INSTRUCTIONS
[A] Decide whether each statement below, marked (i), (ii) and (iii), agrees with the paper summary. Answer yes or no for each, and quote the exact words of the summary that decide it.

(i) RLMLR combines final-answer rewards with step-level signals.
(ii) The empirical results come from HotpotQA and 2WikiMultiHopQA.
(iii) The paper contains six figures.
[B] Reproduce the part of the paper summary that starts with "This work tackles" and goes on through "RL-driven memory callback.", word for word.
[C] Answer these questions about the paper summary, marking each answer with the same numeral as its question.
(i) What does the abbreviation RLMLR stand for?
(ii) How many equations does the paper contain?
(iii) According to the TL;DR, what does ReMemR1's history-augmented state use to retrieve from the full memory history?

Look Back to Reason Forward: Revisitable Memory for Long-Context LLM Agents

TL;DR

This work tackles long-context question answering where critical evidence is dispersed across vast corpora. It introduces ReMemR1, a memory-augmented agent that uses a history-augmented state with callback queries to retrieve from the full memory history, enabling non-linear reasoning and revisiting early evidence. To train such a system, the authors propose RLMLR, a reinforcement learning framework that combines trajectory-level final-answer rewards with dense, step-level rewards to guide memory usage and retrieval. Empirical results on HotpotQA and 2WikiMultiHopQA demonstrate significant gains over baselines, including strong generalization to out-of-distribution data and robustness under distant-evidence settings, with ablations validating the effectiveness of both RLMLR and the RL-driven memory callback.

Abstract

Large language models face challenges in long-context question answering, where key evidence of a query may be dispersed across millions of tokens. Existing works equip large language models with a memory corpus that is dynamically updated during a single-pass document scan, also known as the "memorize while reading" methods. While this approach scales efficiently, it suffers from irreversible forward-only processing, information loss through overwriting, and sparse reinforcement learning signals. To tackle these challenges, we present ReMemR1, a memory-augmented agent with callback-enhanced memory that allows selective retrieval from the entire memory history and allows non-linear reasoning and revisiting of early evidence. To further strengthen training, we propose Reinforcement Learning with Multi-Level Rewards (RLMLR), which combines final-answer rewards with dense, step-level signals that guide effective memory use. Together, these contributions mitigate information degradation, improve supervision, and support multi-hop memory utilizing. Experiments on long-document QA show significant gains over existing memory-based approaches, which validates ReMemR1 as an effective solution for long-context reasoning agents.

Paper Structure

This paper contains 34 sections, 10 equations, 5 figures, 6 tables.

Figures (5)

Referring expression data

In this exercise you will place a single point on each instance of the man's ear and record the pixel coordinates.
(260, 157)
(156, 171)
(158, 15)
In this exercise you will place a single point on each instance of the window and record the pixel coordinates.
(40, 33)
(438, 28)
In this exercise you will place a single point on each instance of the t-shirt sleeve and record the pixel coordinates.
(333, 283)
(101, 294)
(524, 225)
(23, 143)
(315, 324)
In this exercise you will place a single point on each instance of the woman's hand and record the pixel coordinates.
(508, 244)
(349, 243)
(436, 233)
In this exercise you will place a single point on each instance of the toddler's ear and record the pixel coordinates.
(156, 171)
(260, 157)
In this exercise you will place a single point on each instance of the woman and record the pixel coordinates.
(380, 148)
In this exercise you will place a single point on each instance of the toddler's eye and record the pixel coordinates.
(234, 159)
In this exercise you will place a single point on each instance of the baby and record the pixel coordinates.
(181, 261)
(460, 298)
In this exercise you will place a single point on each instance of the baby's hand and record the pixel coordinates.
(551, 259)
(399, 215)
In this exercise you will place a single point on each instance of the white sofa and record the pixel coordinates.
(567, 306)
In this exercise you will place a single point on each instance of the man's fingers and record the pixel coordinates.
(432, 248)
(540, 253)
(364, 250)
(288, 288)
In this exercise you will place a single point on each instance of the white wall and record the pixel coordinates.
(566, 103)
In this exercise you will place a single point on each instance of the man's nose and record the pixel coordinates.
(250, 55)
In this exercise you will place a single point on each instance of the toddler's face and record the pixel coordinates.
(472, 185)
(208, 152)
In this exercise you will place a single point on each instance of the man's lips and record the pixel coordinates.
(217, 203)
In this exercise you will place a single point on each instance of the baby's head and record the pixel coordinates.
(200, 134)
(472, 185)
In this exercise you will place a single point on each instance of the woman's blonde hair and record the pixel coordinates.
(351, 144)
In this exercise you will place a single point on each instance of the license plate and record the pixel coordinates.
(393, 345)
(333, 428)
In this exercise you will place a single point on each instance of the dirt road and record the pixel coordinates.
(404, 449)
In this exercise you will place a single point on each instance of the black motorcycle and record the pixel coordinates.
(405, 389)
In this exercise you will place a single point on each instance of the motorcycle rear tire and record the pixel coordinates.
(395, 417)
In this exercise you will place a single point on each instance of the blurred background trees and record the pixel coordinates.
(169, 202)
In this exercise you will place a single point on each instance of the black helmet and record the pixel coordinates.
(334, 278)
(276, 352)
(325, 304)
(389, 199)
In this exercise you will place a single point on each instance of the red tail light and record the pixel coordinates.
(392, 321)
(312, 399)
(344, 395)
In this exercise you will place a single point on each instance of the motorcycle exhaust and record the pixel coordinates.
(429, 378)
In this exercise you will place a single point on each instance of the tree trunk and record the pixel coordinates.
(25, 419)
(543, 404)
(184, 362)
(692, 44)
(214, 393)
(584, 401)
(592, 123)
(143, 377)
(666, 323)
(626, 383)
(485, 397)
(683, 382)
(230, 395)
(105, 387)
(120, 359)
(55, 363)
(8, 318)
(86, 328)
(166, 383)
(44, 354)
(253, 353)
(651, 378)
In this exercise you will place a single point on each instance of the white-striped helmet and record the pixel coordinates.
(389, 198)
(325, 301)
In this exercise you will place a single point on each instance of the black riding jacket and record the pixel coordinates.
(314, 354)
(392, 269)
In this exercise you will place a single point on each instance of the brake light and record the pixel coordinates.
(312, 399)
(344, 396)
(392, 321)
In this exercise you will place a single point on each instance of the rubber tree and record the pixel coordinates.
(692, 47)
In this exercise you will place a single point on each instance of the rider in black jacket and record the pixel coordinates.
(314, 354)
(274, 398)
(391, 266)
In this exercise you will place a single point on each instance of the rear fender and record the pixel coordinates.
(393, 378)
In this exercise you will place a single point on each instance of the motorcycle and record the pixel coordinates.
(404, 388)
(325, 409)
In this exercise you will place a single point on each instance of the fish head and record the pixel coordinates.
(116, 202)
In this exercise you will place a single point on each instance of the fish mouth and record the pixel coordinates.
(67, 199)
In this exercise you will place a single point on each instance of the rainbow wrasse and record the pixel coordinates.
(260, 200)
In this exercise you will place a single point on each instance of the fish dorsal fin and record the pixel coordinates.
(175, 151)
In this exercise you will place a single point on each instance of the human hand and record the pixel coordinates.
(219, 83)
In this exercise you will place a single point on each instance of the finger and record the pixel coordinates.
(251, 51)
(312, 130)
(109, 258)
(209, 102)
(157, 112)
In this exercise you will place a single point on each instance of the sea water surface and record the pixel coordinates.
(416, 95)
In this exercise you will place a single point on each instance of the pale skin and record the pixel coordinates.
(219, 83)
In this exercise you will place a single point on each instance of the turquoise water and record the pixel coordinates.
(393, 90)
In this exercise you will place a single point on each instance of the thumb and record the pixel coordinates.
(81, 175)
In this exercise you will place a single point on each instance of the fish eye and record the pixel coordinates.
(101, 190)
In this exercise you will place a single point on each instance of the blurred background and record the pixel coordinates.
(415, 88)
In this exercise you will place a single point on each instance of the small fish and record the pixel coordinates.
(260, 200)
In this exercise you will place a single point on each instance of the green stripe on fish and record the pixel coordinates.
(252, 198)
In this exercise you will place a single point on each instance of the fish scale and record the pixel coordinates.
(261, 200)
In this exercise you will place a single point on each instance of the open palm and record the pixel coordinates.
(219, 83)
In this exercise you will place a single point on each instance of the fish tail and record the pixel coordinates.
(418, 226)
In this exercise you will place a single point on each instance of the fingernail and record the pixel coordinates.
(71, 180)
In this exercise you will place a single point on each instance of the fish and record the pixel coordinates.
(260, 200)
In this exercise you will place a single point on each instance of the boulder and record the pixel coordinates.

REPLIES
[A]
(i) Yes: "combines final-answer rewards with dense, step-level signals that guide effective memory use"
(ii) Yes: "Empirical results on HotpotQA and 2WikiMultiHopQA demonstrate significant gains over baselines"
(iii) No: "This paper contains 34 sections, 10 equations, 5 figures, 6 tables."

[B]
This work tackles long-context question answering where critical evidence is dispersed across vast corpora. It introduces ReMemR1, a memory-augmented agent that uses a history-augmented state with callback queries to retrieve from the full memory history, enabling non-linear reasoning and revisiting early evidence. To train such a system, the authors propose RLMLR, a reinforcement learning framework that combines trajectory-level final-answer rewards with dense, step-level rewards to guide memory usage and retrieval. Empirical results on HotpotQA and 2WikiMultiHopQA demonstrate significant gains over baselines, including strong generalization to out-of-distribution data and robustness under distant-evidence settings, with ablations validating the effectiveness of both RLMLR and the RL-driven memory callback.

[C]
(i) Reinforcement Learning with Multi-Level Rewards
(ii) 10
(iii) Callback queries